━━━ RECORDS TO USE

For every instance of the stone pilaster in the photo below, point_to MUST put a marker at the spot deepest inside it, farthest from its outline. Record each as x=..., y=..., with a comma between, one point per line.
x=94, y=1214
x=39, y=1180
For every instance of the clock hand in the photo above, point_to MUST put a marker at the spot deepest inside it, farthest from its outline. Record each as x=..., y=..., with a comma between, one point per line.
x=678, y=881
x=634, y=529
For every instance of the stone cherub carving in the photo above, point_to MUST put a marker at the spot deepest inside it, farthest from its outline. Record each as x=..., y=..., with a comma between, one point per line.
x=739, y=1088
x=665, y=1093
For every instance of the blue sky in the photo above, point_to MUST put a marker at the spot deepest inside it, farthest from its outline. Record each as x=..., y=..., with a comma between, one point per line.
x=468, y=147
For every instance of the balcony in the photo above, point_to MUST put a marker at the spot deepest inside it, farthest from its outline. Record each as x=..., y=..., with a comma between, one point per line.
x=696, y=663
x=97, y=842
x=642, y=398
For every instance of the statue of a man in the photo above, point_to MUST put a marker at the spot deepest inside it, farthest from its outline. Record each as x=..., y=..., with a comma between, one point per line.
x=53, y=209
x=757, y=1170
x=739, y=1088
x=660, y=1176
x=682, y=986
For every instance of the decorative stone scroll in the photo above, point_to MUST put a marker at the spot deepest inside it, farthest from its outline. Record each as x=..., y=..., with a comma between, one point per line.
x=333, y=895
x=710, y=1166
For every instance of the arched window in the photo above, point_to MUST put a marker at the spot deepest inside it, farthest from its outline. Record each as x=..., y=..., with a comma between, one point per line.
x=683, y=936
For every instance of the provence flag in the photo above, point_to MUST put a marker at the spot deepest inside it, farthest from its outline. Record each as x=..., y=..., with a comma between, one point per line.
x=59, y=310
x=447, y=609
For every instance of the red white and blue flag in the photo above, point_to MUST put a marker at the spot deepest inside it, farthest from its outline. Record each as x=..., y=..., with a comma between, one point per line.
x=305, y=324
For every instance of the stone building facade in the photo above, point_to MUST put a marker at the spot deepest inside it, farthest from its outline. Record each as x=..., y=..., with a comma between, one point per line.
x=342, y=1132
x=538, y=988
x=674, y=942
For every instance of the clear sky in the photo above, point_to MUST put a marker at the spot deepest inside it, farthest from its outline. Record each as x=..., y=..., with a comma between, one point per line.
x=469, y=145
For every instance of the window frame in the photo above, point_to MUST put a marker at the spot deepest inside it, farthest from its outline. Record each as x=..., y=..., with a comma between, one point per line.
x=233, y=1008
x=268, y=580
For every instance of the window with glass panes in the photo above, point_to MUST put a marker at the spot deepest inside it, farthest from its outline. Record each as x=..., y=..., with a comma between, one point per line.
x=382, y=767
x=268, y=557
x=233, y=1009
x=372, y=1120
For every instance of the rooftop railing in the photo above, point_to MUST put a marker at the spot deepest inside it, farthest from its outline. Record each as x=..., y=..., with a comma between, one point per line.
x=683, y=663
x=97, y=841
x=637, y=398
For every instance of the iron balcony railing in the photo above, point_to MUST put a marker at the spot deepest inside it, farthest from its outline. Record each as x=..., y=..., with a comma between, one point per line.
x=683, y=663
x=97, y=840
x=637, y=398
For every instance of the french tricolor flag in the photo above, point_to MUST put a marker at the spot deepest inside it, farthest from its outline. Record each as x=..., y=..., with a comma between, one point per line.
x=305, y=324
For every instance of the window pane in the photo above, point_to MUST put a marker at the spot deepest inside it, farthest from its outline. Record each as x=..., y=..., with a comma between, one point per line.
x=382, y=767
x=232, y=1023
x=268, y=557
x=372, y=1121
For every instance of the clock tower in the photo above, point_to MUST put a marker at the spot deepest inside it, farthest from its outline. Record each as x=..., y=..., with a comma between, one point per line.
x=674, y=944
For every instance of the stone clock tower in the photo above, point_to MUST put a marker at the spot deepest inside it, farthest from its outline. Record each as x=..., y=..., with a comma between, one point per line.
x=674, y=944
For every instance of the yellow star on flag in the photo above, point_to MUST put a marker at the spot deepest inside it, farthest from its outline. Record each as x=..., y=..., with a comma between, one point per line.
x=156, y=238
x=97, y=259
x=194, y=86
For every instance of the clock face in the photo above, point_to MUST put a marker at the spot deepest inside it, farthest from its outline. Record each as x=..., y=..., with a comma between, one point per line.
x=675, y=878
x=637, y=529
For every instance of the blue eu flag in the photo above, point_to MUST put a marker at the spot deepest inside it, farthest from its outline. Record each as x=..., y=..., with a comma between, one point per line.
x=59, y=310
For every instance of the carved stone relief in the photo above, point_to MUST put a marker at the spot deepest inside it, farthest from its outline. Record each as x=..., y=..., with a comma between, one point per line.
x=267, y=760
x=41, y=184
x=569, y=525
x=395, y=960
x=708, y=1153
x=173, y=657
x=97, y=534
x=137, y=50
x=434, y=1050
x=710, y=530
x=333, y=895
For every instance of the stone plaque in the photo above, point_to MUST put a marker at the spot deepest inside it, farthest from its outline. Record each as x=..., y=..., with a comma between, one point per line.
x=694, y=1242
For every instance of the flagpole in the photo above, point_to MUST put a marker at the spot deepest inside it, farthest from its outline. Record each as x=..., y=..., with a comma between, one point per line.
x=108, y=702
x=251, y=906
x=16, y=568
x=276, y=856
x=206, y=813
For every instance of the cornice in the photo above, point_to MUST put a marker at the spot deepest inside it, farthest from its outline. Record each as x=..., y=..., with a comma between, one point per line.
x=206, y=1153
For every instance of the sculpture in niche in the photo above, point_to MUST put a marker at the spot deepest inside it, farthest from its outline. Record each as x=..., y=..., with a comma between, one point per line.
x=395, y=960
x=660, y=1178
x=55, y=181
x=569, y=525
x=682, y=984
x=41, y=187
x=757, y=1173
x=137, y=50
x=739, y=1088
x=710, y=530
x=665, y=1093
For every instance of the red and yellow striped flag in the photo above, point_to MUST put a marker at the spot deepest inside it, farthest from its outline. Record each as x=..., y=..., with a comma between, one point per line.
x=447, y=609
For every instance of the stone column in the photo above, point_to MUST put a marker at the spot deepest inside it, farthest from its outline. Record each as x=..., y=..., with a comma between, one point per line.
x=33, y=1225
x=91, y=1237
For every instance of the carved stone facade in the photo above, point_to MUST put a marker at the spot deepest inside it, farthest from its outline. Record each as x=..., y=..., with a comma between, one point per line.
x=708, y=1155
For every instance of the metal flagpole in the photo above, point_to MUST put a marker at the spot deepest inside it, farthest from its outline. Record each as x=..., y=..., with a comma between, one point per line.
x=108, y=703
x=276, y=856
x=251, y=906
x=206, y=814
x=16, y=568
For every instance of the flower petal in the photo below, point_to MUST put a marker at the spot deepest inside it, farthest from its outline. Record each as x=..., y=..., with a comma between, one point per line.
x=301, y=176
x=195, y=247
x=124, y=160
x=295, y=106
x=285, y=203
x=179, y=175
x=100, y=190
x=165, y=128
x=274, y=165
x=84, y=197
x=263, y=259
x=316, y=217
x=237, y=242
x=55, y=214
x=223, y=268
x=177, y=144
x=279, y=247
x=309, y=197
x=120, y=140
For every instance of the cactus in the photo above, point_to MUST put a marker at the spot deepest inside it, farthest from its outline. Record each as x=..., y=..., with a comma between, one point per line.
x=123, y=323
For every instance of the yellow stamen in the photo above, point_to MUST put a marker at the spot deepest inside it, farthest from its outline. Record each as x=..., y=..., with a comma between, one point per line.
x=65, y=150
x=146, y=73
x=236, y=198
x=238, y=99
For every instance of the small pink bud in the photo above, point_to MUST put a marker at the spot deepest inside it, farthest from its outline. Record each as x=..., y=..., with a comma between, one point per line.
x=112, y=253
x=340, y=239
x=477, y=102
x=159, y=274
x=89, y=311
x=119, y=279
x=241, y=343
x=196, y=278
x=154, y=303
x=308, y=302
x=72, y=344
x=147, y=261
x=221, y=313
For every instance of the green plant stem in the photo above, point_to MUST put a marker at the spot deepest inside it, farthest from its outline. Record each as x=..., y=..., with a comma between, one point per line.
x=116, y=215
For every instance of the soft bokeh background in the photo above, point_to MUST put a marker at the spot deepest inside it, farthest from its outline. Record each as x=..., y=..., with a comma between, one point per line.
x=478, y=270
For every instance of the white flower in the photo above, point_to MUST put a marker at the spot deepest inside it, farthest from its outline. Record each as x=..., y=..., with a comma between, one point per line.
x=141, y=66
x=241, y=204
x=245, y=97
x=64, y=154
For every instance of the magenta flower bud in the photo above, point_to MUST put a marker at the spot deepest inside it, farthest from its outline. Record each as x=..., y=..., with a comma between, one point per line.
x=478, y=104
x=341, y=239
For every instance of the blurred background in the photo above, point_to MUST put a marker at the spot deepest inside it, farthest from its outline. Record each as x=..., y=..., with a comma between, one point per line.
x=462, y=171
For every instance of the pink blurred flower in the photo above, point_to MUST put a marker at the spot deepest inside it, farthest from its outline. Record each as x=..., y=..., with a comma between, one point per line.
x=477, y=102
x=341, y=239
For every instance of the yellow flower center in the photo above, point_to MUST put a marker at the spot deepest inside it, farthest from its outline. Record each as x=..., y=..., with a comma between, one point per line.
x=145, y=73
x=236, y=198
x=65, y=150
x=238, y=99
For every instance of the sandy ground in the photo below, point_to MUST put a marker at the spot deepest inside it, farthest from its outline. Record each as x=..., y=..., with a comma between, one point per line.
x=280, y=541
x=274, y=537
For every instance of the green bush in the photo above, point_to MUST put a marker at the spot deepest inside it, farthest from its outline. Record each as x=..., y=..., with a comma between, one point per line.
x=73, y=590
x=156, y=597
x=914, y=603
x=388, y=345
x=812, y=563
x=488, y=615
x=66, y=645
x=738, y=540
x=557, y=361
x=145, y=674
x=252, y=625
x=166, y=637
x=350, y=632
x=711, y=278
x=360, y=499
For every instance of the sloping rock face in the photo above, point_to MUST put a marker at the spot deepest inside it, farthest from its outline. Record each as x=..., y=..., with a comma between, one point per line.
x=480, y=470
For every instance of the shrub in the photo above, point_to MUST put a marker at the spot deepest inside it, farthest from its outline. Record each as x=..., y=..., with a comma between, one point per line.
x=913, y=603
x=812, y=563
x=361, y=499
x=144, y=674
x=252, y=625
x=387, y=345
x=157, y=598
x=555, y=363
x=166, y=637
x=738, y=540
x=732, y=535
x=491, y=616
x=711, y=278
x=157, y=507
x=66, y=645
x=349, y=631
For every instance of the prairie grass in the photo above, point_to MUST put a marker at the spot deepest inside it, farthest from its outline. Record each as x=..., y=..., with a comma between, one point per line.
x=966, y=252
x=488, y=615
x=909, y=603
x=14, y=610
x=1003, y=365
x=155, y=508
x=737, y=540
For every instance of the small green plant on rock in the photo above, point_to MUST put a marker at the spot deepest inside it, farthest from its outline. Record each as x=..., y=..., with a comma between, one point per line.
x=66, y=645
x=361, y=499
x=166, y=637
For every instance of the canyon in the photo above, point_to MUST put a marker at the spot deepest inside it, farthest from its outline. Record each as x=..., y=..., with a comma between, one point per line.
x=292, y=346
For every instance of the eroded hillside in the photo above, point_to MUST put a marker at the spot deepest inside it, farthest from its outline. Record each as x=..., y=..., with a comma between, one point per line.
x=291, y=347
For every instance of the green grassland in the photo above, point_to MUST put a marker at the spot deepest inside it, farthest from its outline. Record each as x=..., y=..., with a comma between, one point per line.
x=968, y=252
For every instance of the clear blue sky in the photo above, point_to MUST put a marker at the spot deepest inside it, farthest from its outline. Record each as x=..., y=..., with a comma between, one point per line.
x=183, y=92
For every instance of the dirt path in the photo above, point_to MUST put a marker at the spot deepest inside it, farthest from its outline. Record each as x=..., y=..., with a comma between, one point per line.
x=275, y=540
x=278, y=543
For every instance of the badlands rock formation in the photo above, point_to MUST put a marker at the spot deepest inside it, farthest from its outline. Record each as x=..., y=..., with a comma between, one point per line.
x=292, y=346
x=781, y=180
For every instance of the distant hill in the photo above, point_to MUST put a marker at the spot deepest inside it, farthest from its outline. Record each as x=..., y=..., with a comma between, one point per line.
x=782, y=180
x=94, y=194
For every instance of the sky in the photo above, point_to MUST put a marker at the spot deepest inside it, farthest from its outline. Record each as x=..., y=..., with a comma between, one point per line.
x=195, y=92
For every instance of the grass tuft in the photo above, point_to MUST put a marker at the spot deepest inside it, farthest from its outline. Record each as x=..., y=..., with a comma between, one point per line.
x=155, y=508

━━━━━━

▶ _PROMPT_
Which lines run from the one containing "For every instance of the sky" through the end of the material? Output them exactly.

▶ _SOLUTION TO THIS TASK_
For every instance of the sky in the photo above, point_to MUST put a marker at the spot deepest inside it, farthest from its outline. Record each as x=..., y=..., with a comma between, one point per line.
x=195, y=92
For every instance of the grass tuft in the photo above, point_to MUST put a marker at the spot deepest inside it, farthest from its outline. Record each as x=..., y=..., with a comma between, one point per line.
x=155, y=508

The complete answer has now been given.